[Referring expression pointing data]
⁂
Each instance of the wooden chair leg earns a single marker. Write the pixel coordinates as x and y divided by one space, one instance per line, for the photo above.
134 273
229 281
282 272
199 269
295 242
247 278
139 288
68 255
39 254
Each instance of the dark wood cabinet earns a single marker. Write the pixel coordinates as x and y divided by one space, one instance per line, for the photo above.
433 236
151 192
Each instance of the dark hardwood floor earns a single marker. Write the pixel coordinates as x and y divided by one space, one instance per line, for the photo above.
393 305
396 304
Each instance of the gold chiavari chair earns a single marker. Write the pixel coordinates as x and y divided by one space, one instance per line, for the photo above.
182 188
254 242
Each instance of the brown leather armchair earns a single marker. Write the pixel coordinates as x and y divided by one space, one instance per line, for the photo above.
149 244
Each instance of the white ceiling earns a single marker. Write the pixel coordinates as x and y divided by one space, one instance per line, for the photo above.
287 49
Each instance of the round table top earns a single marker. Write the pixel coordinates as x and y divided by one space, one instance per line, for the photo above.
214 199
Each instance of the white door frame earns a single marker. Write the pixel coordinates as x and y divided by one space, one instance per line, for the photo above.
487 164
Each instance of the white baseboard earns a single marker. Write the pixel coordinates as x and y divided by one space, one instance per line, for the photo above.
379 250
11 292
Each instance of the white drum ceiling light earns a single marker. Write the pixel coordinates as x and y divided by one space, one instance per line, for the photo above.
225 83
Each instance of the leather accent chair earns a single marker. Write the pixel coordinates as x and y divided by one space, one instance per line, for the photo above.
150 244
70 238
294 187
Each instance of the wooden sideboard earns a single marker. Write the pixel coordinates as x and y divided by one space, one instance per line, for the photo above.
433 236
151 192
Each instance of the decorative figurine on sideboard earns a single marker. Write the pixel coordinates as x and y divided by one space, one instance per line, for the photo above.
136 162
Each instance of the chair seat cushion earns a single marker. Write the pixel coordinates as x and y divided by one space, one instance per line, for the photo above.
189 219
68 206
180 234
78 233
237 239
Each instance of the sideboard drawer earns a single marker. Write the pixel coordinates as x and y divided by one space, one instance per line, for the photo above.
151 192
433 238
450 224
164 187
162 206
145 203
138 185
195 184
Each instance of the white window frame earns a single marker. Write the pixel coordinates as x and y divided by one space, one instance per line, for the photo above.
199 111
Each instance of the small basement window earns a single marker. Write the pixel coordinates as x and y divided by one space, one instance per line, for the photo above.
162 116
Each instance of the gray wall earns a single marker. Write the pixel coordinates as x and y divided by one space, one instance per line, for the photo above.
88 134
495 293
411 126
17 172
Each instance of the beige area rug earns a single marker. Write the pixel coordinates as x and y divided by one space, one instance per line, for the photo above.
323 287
⁂
- **What to produce**: Each line of the data needs to be repeated exactly.

- **Your response**:
Each instance of the wooden chair leg earns a single marker. Write the pixel coordinates as x and y divided by one space, one instance per line, for the photo above.
134 273
229 281
282 272
199 269
295 242
247 278
139 288
68 255
39 254
Each instance of the dark wood cabinet earns a single marker. Write the pixel coordinates as x and y divided by one space, one instance per line, for the photo above.
433 236
151 192
Each instance of the dark hardwood floor earns a single marker. Write the pixel coordinates as x and y divided by one space, one instance per line, for the photo above.
393 305
396 304
Each instance of the gold chiavari chair earns a single marker. Write the pixel coordinates as x and y divided by one space, one instance per line, for the photo above.
182 188
254 242
Each instance of the brown leather armchair earns a single marker. Write the pixel coordinates as x and y divided by one space, one instance per line, for the photo above.
149 244
Each instance of the white ceiling earns a single marker. Write the pixel coordinates as x and y divided by one space, one instance per line, for the photo above.
287 49
Each instance of the round table top earns a single marker. Write the pixel coordinates as x and y divided by one space, one instance per line, for the photo above.
214 199
Each instance of the white door frame earns a single marker. Write the pixel coordinates as x and y divided by one space, one instance per line, for the photo above.
487 164
Each instance of the white baseboard earns a single marker. Write the pixel coordinates as x and y divided by one space, one instance per line, for the photo above.
379 250
11 292
Each instance of the white drum ceiling light earns a single marker. Write the pixel coordinates as x and y divided by one space, one instance per line, for the photo above.
225 83
Each instance of the leather accent chair earns a single marker. Write the pixel coordinates as x and y divided by one space, one instance per line, for the photo above.
150 244
70 238
294 187
Each instance of the wooden sideboard earns a single marker. Write the pixel coordinates as x and y divided by one space, one instance per line, for the photo above.
433 236
151 192
Each instance of the decorative figurine on sideboard earns a single marker. Write the pixel coordinates as x and y divided by one space, one instance per line, for the photo above.
136 162
Each instance of the chair seat cushion earns a single marker. Write the pixel coordinates as x and y divided by one space, one instance per line, for the photo above.
189 219
68 206
180 234
78 233
237 239
Each instance of the sideboard drawer earns a single marker. Write the pixel coordinates as x and y divided by one space, one instance per line, for the photo above.
151 192
433 238
450 224
164 187
162 206
145 203
138 185
195 184
Each instance of the white window frame earns a single marker. Write the pixel coordinates as x and y divided by one space, one instance per line, for the photo above.
199 111
Each instance of the small basement window earns a single marker. Write the pixel coordinates as x and y divided by one space, one instance per line, for the photo above.
162 116
Each instance of the gray wall earns a single marker. Write the pixel coordinates as x and y divided by one space, one instance per line, for the photo above.
88 134
495 293
411 126
17 172
Each instance of the beige area rug earns a single marker. Write the pixel coordinates as x and y divided by one space, one instance per line, for the photo above.
323 287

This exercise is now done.